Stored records
BEGIN

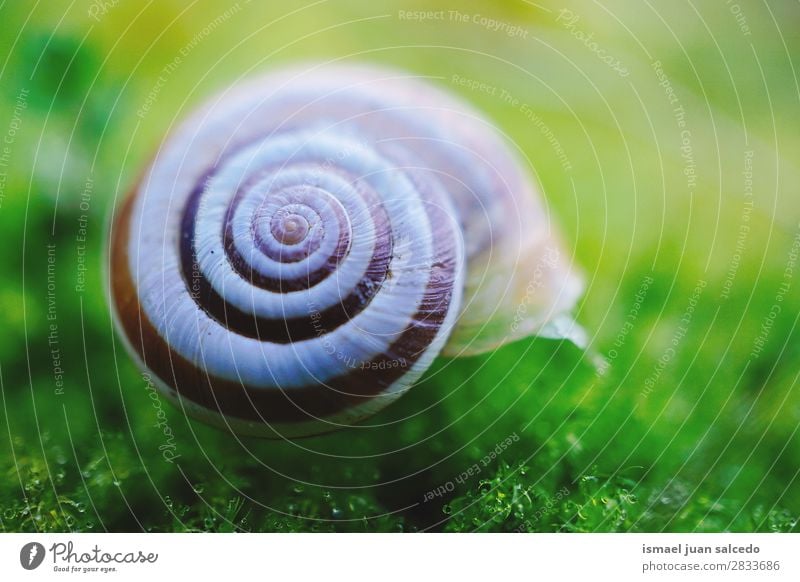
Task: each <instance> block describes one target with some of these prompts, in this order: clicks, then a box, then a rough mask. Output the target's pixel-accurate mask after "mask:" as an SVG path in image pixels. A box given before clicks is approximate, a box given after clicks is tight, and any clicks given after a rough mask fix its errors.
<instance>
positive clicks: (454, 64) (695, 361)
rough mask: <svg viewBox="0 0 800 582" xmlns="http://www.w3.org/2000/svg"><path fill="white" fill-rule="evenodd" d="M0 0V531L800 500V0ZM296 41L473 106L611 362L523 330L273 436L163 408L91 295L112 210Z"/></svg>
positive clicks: (775, 512) (441, 527)
mask: <svg viewBox="0 0 800 582" xmlns="http://www.w3.org/2000/svg"><path fill="white" fill-rule="evenodd" d="M418 10H443V11H444V12H443V13H442V17H441V18H439V17H438V16H436V15H434V17H431V18H429V19H425V20H414V19H412V18H411V17H409V16H408V15H407V14H406V13H407V12H409V11H418ZM451 10H456V11H459V13H460V14H461V15H462V16H463V15H466V21H464V18H461V17H457V16H454V15H452V14H451V12H450V11H451ZM434 18H435V19H434ZM484 18H485V19H486V20H484ZM0 21H2V22H3V24H2V28H0V140H3V141H2V143H0V232H1V233H2V244H0V308H2V309H0V312H2V313H3V317H2V336H0V382H1V384H0V390H1V393H2V412H3V413H2V415H0V474H1V475H2V480H0V530H2V531H20V530H22V531H106V530H108V531H129V530H133V531H139V530H147V531H186V530H191V531H195V530H212V531H238V530H254V531H309V530H311V531H414V530H445V531H475V530H477V531H727V530H734V531H793V530H794V531H796V530H797V529H798V525H797V524H798V516H800V482H798V473H799V472H800V436H799V435H798V430H797V429H798V425H799V424H800V389H799V388H798V385H797V384H798V371H799V367H798V365H797V362H798V361H800V341H798V340H800V334H799V333H798V329H797V321H798V313H800V265H798V264H796V260H797V252H798V247H800V239H798V236H800V197H798V194H797V191H798V189H797V184H798V183H800V180H799V179H798V173H800V165H798V162H797V160H798V154H799V153H800V115H798V104H799V103H798V101H799V100H800V85H799V84H798V77H797V70H798V67H797V56H798V54H800V52H799V51H800V38H798V31H799V30H800V27H799V26H798V24H800V5H798V4H797V3H796V2H789V1H786V2H770V3H769V4H767V3H761V2H755V1H752V2H751V1H748V0H737V2H722V1H720V2H701V3H690V2H682V1H679V2H675V3H654V4H653V5H650V4H648V3H640V2H637V1H634V0H629V1H626V2H620V1H609V0H602V1H601V2H599V3H594V2H567V3H552V2H542V3H532V2H524V1H516V0H508V1H488V0H486V1H476V2H470V3H459V2H453V1H451V2H431V1H429V0H428V1H423V0H418V1H410V0H402V1H392V0H371V1H361V0H347V1H342V2H333V1H319V2H314V3H311V4H305V3H304V2H298V3H276V2H269V3H268V2H255V1H253V2H246V1H245V0H240V1H239V2H238V3H233V2H229V1H227V0H226V1H219V0H217V1H194V2H178V1H177V0H176V1H152V0H151V1H149V2H133V1H129V0H118V1H116V2H115V1H106V2H100V1H95V2H86V1H76V2H66V1H63V2H60V1H54V2H36V3H31V2H22V1H13V0H12V1H11V2H5V3H2V5H0ZM492 21H496V22H498V23H500V24H499V25H496V26H495V25H493V24H492V23H491V22H492ZM501 25H505V26H501ZM511 27H519V28H518V29H515V28H511ZM514 31H516V32H514ZM178 56H180V57H181V58H180V62H179V64H178V65H177V66H170V63H174V62H175V59H176V57H178ZM298 59H322V60H334V59H345V60H354V61H369V62H374V63H384V64H388V65H393V66H398V67H402V68H405V69H408V70H410V71H413V72H415V73H418V74H421V75H425V76H430V77H431V78H432V82H435V83H438V84H440V85H441V86H443V87H445V88H448V87H449V88H450V89H451V90H452V91H454V92H456V93H459V94H461V95H462V96H463V97H464V98H465V99H467V100H468V101H470V102H472V103H473V104H474V105H475V106H477V107H478V108H480V109H481V110H483V111H484V112H485V113H486V114H487V115H488V116H489V117H490V118H491V119H492V120H494V121H495V122H496V124H497V125H498V127H499V128H501V129H502V130H503V131H504V132H505V133H506V134H507V136H508V138H509V139H510V140H513V142H515V143H516V145H517V146H518V147H519V148H520V150H521V152H522V153H523V154H524V155H525V156H526V158H527V160H528V162H529V164H530V170H531V172H532V173H533V174H535V176H536V177H537V179H538V180H539V181H540V183H541V185H542V191H543V194H544V196H545V199H546V201H547V204H548V209H549V211H550V213H551V215H552V218H553V219H554V220H555V221H556V222H558V223H559V224H560V225H561V226H562V230H563V232H564V238H565V240H566V241H569V244H570V245H571V246H572V248H573V251H574V254H575V257H576V260H577V262H578V263H579V264H580V265H581V266H582V268H583V270H584V272H585V273H586V279H587V283H588V289H587V293H586V296H585V298H584V300H583V302H582V304H581V306H580V309H579V311H578V313H577V318H578V319H579V321H580V322H581V323H582V324H583V325H584V326H585V327H586V329H587V330H589V332H590V335H591V337H592V349H593V352H594V353H596V354H597V356H598V358H600V359H601V360H604V361H605V363H602V361H601V363H600V365H599V367H597V366H596V365H593V364H592V363H590V362H591V358H590V357H588V356H584V355H583V354H581V353H580V352H579V351H578V350H577V349H575V348H574V347H572V346H571V345H567V344H562V343H558V342H551V341H545V340H538V339H532V340H527V341H521V342H517V343H515V344H513V345H510V346H506V347H504V348H502V349H500V350H498V351H496V352H495V353H492V354H489V355H486V356H483V357H478V358H470V359H463V360H452V361H450V360H441V361H439V362H437V364H436V365H435V366H434V369H433V370H432V371H431V372H429V373H428V374H427V375H426V379H425V380H424V381H423V382H422V383H421V384H420V385H418V386H417V387H415V388H414V389H413V390H412V391H411V392H410V393H409V394H407V395H406V396H404V398H402V399H401V400H400V401H399V402H398V403H397V404H396V405H393V406H392V407H390V408H389V409H388V410H386V411H384V412H383V413H382V414H380V415H379V416H378V417H375V418H373V419H371V420H370V421H368V423H367V424H368V426H366V427H358V428H353V429H350V430H345V431H342V432H339V433H336V434H331V435H325V436H320V437H316V438H312V439H304V440H299V441H295V442H267V441H258V440H253V439H236V438H235V437H232V436H230V435H228V434H225V433H223V432H220V431H218V430H215V429H212V428H209V427H206V426H205V425H202V424H201V423H198V422H194V421H188V420H186V419H185V418H183V417H182V415H181V413H180V412H179V411H178V410H177V409H175V408H172V407H170V406H169V405H167V404H166V402H164V405H163V409H162V411H163V412H162V413H161V415H162V417H161V419H159V416H158V414H159V411H158V408H157V407H156V406H154V401H153V400H152V399H151V398H150V393H149V392H148V390H147V384H146V382H145V380H144V379H143V378H142V376H141V374H140V373H139V371H138V370H137V369H136V367H135V366H134V364H133V362H132V361H131V359H130V358H129V357H128V356H127V354H126V353H125V350H124V348H123V346H122V344H121V343H120V340H119V338H118V337H117V336H116V335H115V333H114V330H113V327H112V322H111V320H110V316H109V308H108V305H107V303H106V301H105V286H104V276H105V271H104V250H105V232H106V228H107V221H108V218H109V216H110V214H111V212H112V211H113V208H114V207H115V204H118V203H119V201H120V197H121V196H122V195H124V193H125V192H126V190H127V188H128V187H129V186H130V184H131V183H132V182H133V180H134V179H135V177H136V176H137V173H138V172H140V171H141V170H142V169H143V168H144V166H145V164H146V163H147V160H148V158H149V157H150V156H151V155H152V153H153V152H154V150H155V149H156V148H157V146H158V144H159V141H160V140H161V138H162V137H163V136H164V134H165V133H166V132H167V130H168V128H169V127H170V125H171V124H173V123H174V122H175V120H177V119H180V118H181V117H182V116H184V115H185V114H186V113H188V112H189V111H190V110H191V108H192V107H193V106H195V105H196V104H198V103H199V102H201V101H202V100H203V99H204V98H205V97H207V96H208V95H210V94H211V93H213V92H214V91H216V90H218V89H220V88H223V87H225V86H227V85H229V84H231V83H233V82H235V81H236V80H238V79H240V78H241V77H243V76H247V75H250V74H253V73H255V72H257V71H264V70H269V69H270V68H272V67H275V66H278V65H281V64H284V63H288V62H292V61H296V60H298ZM454 75H458V76H459V77H460V78H467V79H471V80H475V81H479V82H482V83H486V84H487V86H488V89H486V88H484V90H481V89H480V88H476V89H471V88H470V87H468V86H464V85H462V84H459V83H455V82H453V76H454ZM84 238H85V242H84V240H83V239H84ZM84 277H85V281H84ZM49 317H50V319H49ZM52 325H55V329H54V328H52V327H51V326H52ZM595 359H597V358H595ZM164 417H166V421H167V423H168V426H169V430H170V431H171V432H172V435H171V436H170V437H169V438H167V436H166V435H165V433H164V430H163V424H162V426H158V424H159V422H161V421H163V420H164ZM405 417H409V418H407V419H405V420H403V422H399V423H393V421H395V420H396V419H402V418H405ZM499 443H506V445H505V446H503V445H499ZM509 443H510V444H509ZM498 445H499V446H498ZM167 449H169V450H170V451H171V452H172V455H173V456H174V459H173V460H172V462H168V461H166V460H165V455H164V451H165V450H167ZM493 451H500V452H493ZM476 468H477V471H476V470H475V469H476Z"/></svg>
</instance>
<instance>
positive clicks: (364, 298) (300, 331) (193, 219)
mask: <svg viewBox="0 0 800 582" xmlns="http://www.w3.org/2000/svg"><path fill="white" fill-rule="evenodd" d="M239 147H244V146H239ZM229 155H233V154H232V153H231V154H229ZM226 157H227V156H226ZM211 172H212V171H211V170H210V171H209V172H207V173H206V174H204V175H203V176H202V178H201V179H200V180H198V182H197V185H196V186H195V189H194V190H193V191H192V193H191V194H190V195H189V199H188V200H187V203H186V208H185V210H184V214H183V217H182V219H181V238H180V241H181V244H180V256H181V267H182V270H183V276H184V279H185V280H186V282H187V285H189V288H190V289H196V290H197V292H196V293H191V294H190V296H191V297H192V299H193V300H194V301H195V303H197V305H198V307H200V308H201V309H203V310H204V311H205V312H206V313H207V314H208V315H209V316H210V317H211V318H212V319H214V320H216V321H217V322H219V323H220V324H221V325H223V326H224V327H226V328H228V329H230V330H231V331H234V332H236V333H238V334H240V335H243V336H246V337H250V338H253V339H257V340H259V341H271V342H275V343H282V344H287V343H291V342H295V341H302V340H307V339H311V338H314V337H318V336H319V335H322V334H325V333H329V332H331V331H333V330H335V329H336V328H338V327H340V326H341V325H343V324H344V323H346V322H347V321H349V320H350V319H352V318H353V317H355V316H356V315H358V314H359V313H361V312H362V311H363V310H364V309H366V307H367V306H368V305H369V304H370V302H371V301H372V299H373V298H374V297H375V295H376V294H377V292H378V290H379V289H380V288H381V285H382V284H383V282H384V281H385V279H386V276H387V274H388V271H389V264H390V262H391V259H392V254H393V239H392V232H391V222H390V221H389V217H388V216H387V215H386V210H385V209H384V208H383V206H382V205H381V204H378V203H376V204H371V205H370V213H371V219H372V220H373V223H374V224H375V230H376V232H375V240H376V244H375V249H374V251H373V254H372V257H371V259H370V263H369V265H368V266H367V268H366V270H365V272H364V276H363V277H362V278H361V280H359V282H358V284H357V285H356V287H355V288H354V289H353V290H352V291H350V293H349V295H348V296H347V297H345V298H344V299H342V300H341V301H339V302H338V303H336V304H334V305H331V306H330V307H327V308H325V309H323V310H322V311H319V312H314V317H313V318H312V317H311V314H309V315H308V316H306V317H296V318H288V319H269V318H264V317H257V316H256V315H255V314H253V313H247V312H245V311H242V310H241V309H239V308H238V307H236V306H234V305H231V304H229V303H228V302H227V301H225V299H224V298H223V297H222V296H221V295H220V294H219V293H218V292H217V290H216V289H214V287H213V285H211V282H210V281H209V280H208V279H207V278H206V277H205V274H204V273H203V272H202V271H201V270H200V268H199V265H198V262H197V249H196V246H195V240H194V239H195V236H194V235H195V222H194V217H195V216H196V215H197V212H198V208H199V205H200V199H201V197H202V195H203V191H204V189H205V186H204V185H205V184H207V183H208V179H209V178H210V176H211ZM225 228H227V226H226V227H225ZM227 250H228V249H227V245H226V251H227ZM240 275H242V274H241V273H240ZM327 275H329V273H327V274H326V276H327ZM323 278H324V277H323ZM244 280H245V281H248V279H247V278H244ZM254 280H255V279H254ZM278 288H279V289H280V286H279V287H278ZM321 330H322V331H321Z"/></svg>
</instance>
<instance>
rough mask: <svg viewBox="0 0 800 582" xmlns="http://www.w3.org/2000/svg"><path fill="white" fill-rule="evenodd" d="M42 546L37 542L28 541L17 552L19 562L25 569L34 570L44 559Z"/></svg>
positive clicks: (42, 548)
mask: <svg viewBox="0 0 800 582" xmlns="http://www.w3.org/2000/svg"><path fill="white" fill-rule="evenodd" d="M44 553H45V552H44V546H43V545H42V544H40V543H39V542H29V543H27V544H25V545H24V546H22V549H21V550H20V552H19V563H20V564H22V567H23V568H25V569H26V570H35V569H36V568H38V567H39V566H40V565H41V564H42V562H43V561H44Z"/></svg>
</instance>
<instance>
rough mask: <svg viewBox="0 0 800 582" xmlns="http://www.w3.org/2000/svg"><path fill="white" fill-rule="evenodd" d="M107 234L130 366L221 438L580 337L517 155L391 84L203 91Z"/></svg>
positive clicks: (120, 314) (568, 277) (294, 423)
mask: <svg viewBox="0 0 800 582" xmlns="http://www.w3.org/2000/svg"><path fill="white" fill-rule="evenodd" d="M109 236H110V243H109V244H110V246H109V249H110V253H109V261H110V265H109V266H110V279H109V283H110V294H111V303H112V305H113V312H114V315H115V321H116V322H117V323H118V327H119V329H120V330H121V335H122V337H123V338H124V341H125V343H126V345H127V346H128V348H129V350H130V352H131V353H132V354H133V356H134V357H135V358H136V359H137V361H138V363H139V364H140V365H141V366H142V368H143V369H145V370H147V371H148V372H149V373H151V375H152V376H153V377H154V379H155V380H157V385H158V387H159V389H160V391H161V392H162V393H163V394H164V395H165V396H166V397H167V398H168V399H169V400H171V401H172V402H173V403H175V404H176V405H178V406H179V407H181V408H182V409H183V410H184V411H185V412H186V413H188V414H189V415H190V416H193V417H196V418H199V419H201V420H205V421H206V422H209V423H211V424H214V425H216V426H218V427H222V428H225V429H227V430H229V431H232V432H233V433H235V434H240V435H254V436H262V437H272V438H294V437H302V436H307V435H313V434H318V433H322V432H327V431H330V430H333V429H336V428H339V427H343V426H346V425H351V424H354V423H356V422H358V421H360V420H362V419H365V418H367V417H369V416H370V415H372V414H374V413H376V412H377V411H379V410H380V409H382V408H384V407H385V406H386V405H388V404H389V403H390V402H392V401H394V400H395V399H397V398H398V397H399V396H400V395H401V394H403V393H404V392H405V391H406V390H407V389H408V388H409V387H410V386H412V385H413V384H414V382H415V381H417V380H418V379H419V378H420V376H421V375H422V374H423V373H424V372H425V370H426V369H428V367H429V366H430V365H431V363H432V362H433V360H434V358H436V357H437V356H438V355H439V354H443V355H447V356H464V355H473V354H479V353H482V352H486V351H488V350H492V349H495V348H496V347H498V346H500V345H502V344H504V343H506V342H509V341H512V340H515V339H519V338H521V337H524V336H529V335H533V334H535V335H540V336H545V337H555V338H567V339H571V340H573V341H576V342H579V341H580V340H581V335H582V332H581V330H580V328H579V327H578V326H577V325H576V324H574V323H573V322H572V320H571V318H570V315H569V312H570V310H571V309H572V308H573V307H574V305H575V303H576V301H577V300H578V299H579V297H580V295H581V294H582V282H581V277H580V276H579V275H578V274H576V272H575V270H574V269H573V268H571V262H570V260H569V258H568V256H567V255H566V253H564V252H563V250H562V248H563V247H562V244H561V243H560V241H559V238H558V236H557V234H556V233H555V232H554V229H553V228H551V226H550V224H549V220H548V216H547V213H546V212H545V210H544V208H543V206H542V203H541V200H540V198H539V196H538V194H537V189H536V187H535V185H534V183H533V182H532V180H531V178H530V177H529V176H528V174H527V173H526V172H525V170H524V169H523V166H522V164H521V163H520V161H519V160H518V156H517V155H516V154H515V153H514V152H513V151H512V150H511V149H510V147H509V146H508V145H507V144H506V143H505V140H504V139H503V138H502V137H501V135H500V134H499V132H498V131H497V130H496V129H495V128H494V127H493V126H492V125H491V124H490V123H489V122H488V121H486V120H485V119H484V118H483V117H482V116H481V115H480V114H479V113H478V112H477V111H475V110H473V109H472V108H471V107H470V106H469V105H467V104H465V103H463V102H462V101H461V99H459V98H457V97H455V96H453V95H450V94H449V93H447V92H446V91H444V90H442V89H439V88H437V87H435V86H434V85H433V84H432V83H430V82H429V81H426V80H422V79H419V78H415V77H414V76H412V75H410V74H406V73H403V72H400V71H395V70H389V69H382V68H378V67H374V66H363V65H312V66H306V67H298V66H295V67H291V68H287V69H283V70H278V71H274V72H270V73H268V74H265V75H262V76H260V77H256V78H253V79H250V80H246V81H244V82H240V83H239V84H237V85H235V86H233V87H231V88H229V89H228V90H226V91H223V92H222V93H221V94H219V95H218V96H217V97H215V98H212V99H211V100H210V101H208V102H207V103H206V104H205V105H203V106H201V107H200V108H199V109H198V110H197V111H196V112H194V113H193V114H191V115H190V116H189V117H188V118H187V119H186V120H185V121H184V122H182V123H181V124H180V126H179V127H178V128H177V129H176V130H175V131H173V132H171V134H170V135H168V136H167V138H166V140H165V141H164V142H163V144H162V146H161V148H160V149H159V151H158V153H157V155H156V156H155V158H154V160H153V161H152V163H151V164H150V166H149V167H148V168H147V170H146V171H145V172H144V173H143V174H142V176H141V178H140V179H139V181H138V183H137V184H136V185H135V186H134V187H133V188H132V190H131V191H130V193H129V195H128V196H127V197H126V198H125V199H124V201H123V202H122V204H121V205H120V208H118V209H117V212H116V215H115V217H114V220H113V222H112V225H111V229H110V235H109Z"/></svg>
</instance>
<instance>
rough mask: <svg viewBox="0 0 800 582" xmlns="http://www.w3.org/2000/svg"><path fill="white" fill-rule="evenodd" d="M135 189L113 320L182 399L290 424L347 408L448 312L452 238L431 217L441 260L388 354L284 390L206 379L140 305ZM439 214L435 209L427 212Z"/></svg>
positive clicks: (408, 365) (392, 369) (116, 249)
mask: <svg viewBox="0 0 800 582" xmlns="http://www.w3.org/2000/svg"><path fill="white" fill-rule="evenodd" d="M137 189H138V186H137V187H136V188H134V190H133V192H132V193H131V194H130V195H129V196H128V197H127V200H126V201H125V202H124V205H123V206H122V208H121V210H120V212H119V214H118V215H117V218H116V219H115V221H114V228H113V236H112V241H111V264H112V265H114V266H115V268H114V269H113V270H112V273H111V290H112V295H113V298H114V302H115V304H116V308H117V313H118V315H119V320H120V322H121V324H122V326H123V329H124V331H125V334H126V335H127V337H128V339H129V341H130V344H131V346H132V347H133V349H134V350H135V351H136V352H137V353H138V354H139V357H140V358H141V360H142V362H143V363H144V364H145V365H146V366H147V367H148V368H149V369H150V370H152V371H153V372H154V373H155V374H156V375H157V376H158V377H159V378H160V379H161V380H162V381H163V382H164V383H165V384H167V385H168V386H171V387H173V388H174V389H175V391H176V393H177V394H180V396H181V397H183V398H187V399H188V400H191V401H192V402H195V403H197V404H199V405H200V406H202V407H204V408H206V409H208V410H209V411H212V412H218V413H220V414H223V415H225V416H229V417H235V418H239V419H243V420H250V421H262V422H278V423H296V422H305V421H309V420H313V419H314V418H325V417H329V416H332V415H334V414H336V413H338V412H342V411H344V410H347V409H350V408H353V407H355V406H358V405H359V404H363V403H365V402H367V401H368V400H369V399H371V398H373V397H375V396H377V395H379V394H380V393H382V392H383V391H385V390H386V389H387V388H388V387H389V386H391V385H392V384H393V383H394V382H395V381H397V380H398V379H399V378H400V377H401V376H402V375H404V374H405V373H407V372H408V369H409V368H410V367H411V366H413V364H414V363H415V362H416V361H417V360H418V359H419V358H420V357H421V356H422V354H423V353H424V352H425V350H426V349H427V348H428V346H429V345H430V344H431V342H432V341H433V340H434V338H435V337H436V334H437V333H438V331H439V328H440V327H441V325H442V324H443V322H444V320H445V318H446V316H447V312H448V309H449V305H450V302H451V301H452V290H453V286H454V285H455V284H456V283H457V281H456V271H457V268H458V265H457V264H456V252H455V250H456V244H457V243H456V241H455V240H454V234H453V233H451V232H450V231H449V229H447V230H448V232H447V233H444V232H443V229H441V228H436V227H435V225H437V224H441V223H439V222H436V221H435V220H432V221H431V223H432V225H434V228H433V232H434V241H433V244H434V247H435V248H436V249H437V252H440V253H441V254H442V257H441V258H440V260H439V261H438V262H436V263H435V264H434V265H433V273H432V276H431V278H430V280H429V283H428V285H427V287H426V289H425V292H424V294H423V297H422V300H421V303H420V308H419V310H418V311H417V313H416V314H415V315H414V317H413V319H412V321H410V322H409V325H408V326H407V328H406V329H405V331H404V332H402V333H401V335H400V336H399V337H398V338H397V340H395V342H393V343H392V345H391V346H389V348H388V350H387V351H386V353H384V354H380V355H378V356H376V357H374V358H373V359H372V360H370V361H369V362H365V363H364V364H363V365H360V366H359V367H357V368H354V369H353V370H352V371H351V372H348V373H347V374H346V375H344V376H342V377H338V378H335V379H333V380H331V381H329V382H327V383H326V384H321V383H320V384H311V385H308V386H302V387H295V388H292V389H290V390H281V389H278V388H272V389H269V388H249V387H247V386H244V385H242V384H241V383H239V382H232V381H229V380H222V379H219V378H213V377H210V376H209V374H208V373H207V372H206V370H204V369H202V368H198V367H195V366H194V365H193V364H192V363H191V362H190V361H189V360H187V359H186V358H184V357H183V356H181V355H180V354H178V353H177V352H175V351H174V350H173V349H172V348H171V347H170V346H169V345H168V344H167V342H166V341H165V340H164V338H163V337H161V335H160V334H159V333H158V331H157V330H156V328H155V327H154V326H153V324H152V323H151V321H150V320H149V318H148V317H147V314H145V313H144V311H143V309H142V307H141V304H140V303H139V300H138V297H137V294H136V286H135V284H134V282H133V277H132V274H131V272H130V262H129V255H128V245H129V244H130V242H131V241H130V223H131V215H132V210H133V204H134V201H135V192H136V190H137ZM438 212H439V210H438V208H435V207H434V212H433V214H436V213H438ZM442 214H443V213H442ZM435 218H436V219H438V220H441V219H442V218H443V217H441V216H439V217H435ZM445 218H446V217H445ZM445 237H446V238H447V240H445ZM401 364H405V365H401ZM265 372H266V370H265Z"/></svg>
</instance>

END

What is expected
After locating the line with "positive clicks: (454, 64) (695, 361)" above, return that line and every later line through the one with "0V531L800 500V0ZM296 41L473", word for word and with nothing else.

Answer to the problem
positive clicks: (454, 64) (695, 361)
rough mask: <svg viewBox="0 0 800 582" xmlns="http://www.w3.org/2000/svg"><path fill="white" fill-rule="evenodd" d="M0 0V531L800 500V0ZM296 41L473 106L611 362L523 330L273 436L163 408L91 295L112 210Z"/></svg>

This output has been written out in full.